WORK TASK
Among the records below, find each line containing the word "road" and copy it.

Content starts

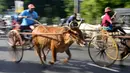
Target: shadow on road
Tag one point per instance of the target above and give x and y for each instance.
(3, 48)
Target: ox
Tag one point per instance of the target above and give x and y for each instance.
(56, 43)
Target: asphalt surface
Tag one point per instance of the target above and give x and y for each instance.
(80, 62)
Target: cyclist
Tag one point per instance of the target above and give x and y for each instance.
(107, 22)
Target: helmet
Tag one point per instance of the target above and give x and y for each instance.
(31, 6)
(107, 9)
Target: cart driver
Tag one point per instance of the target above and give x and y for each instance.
(26, 17)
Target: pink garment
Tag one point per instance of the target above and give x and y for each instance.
(106, 20)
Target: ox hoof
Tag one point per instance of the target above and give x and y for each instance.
(51, 62)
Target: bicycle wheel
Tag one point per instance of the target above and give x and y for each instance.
(28, 45)
(99, 51)
(15, 48)
(121, 49)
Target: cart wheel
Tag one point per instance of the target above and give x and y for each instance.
(15, 48)
(100, 51)
(121, 49)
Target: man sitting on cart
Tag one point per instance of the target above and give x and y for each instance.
(27, 16)
(107, 22)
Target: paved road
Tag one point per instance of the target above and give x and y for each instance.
(80, 63)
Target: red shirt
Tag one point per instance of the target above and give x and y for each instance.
(106, 20)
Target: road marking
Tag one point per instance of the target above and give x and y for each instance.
(103, 67)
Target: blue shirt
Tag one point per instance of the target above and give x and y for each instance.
(70, 19)
(28, 21)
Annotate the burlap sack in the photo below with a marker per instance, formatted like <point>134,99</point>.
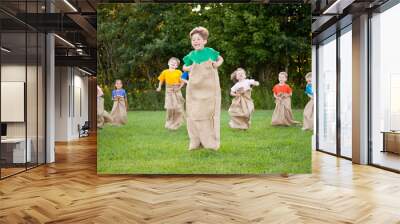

Content ends

EXERCISE OUTPUT
Target: shadow on road
Target: paved road
Target: road marking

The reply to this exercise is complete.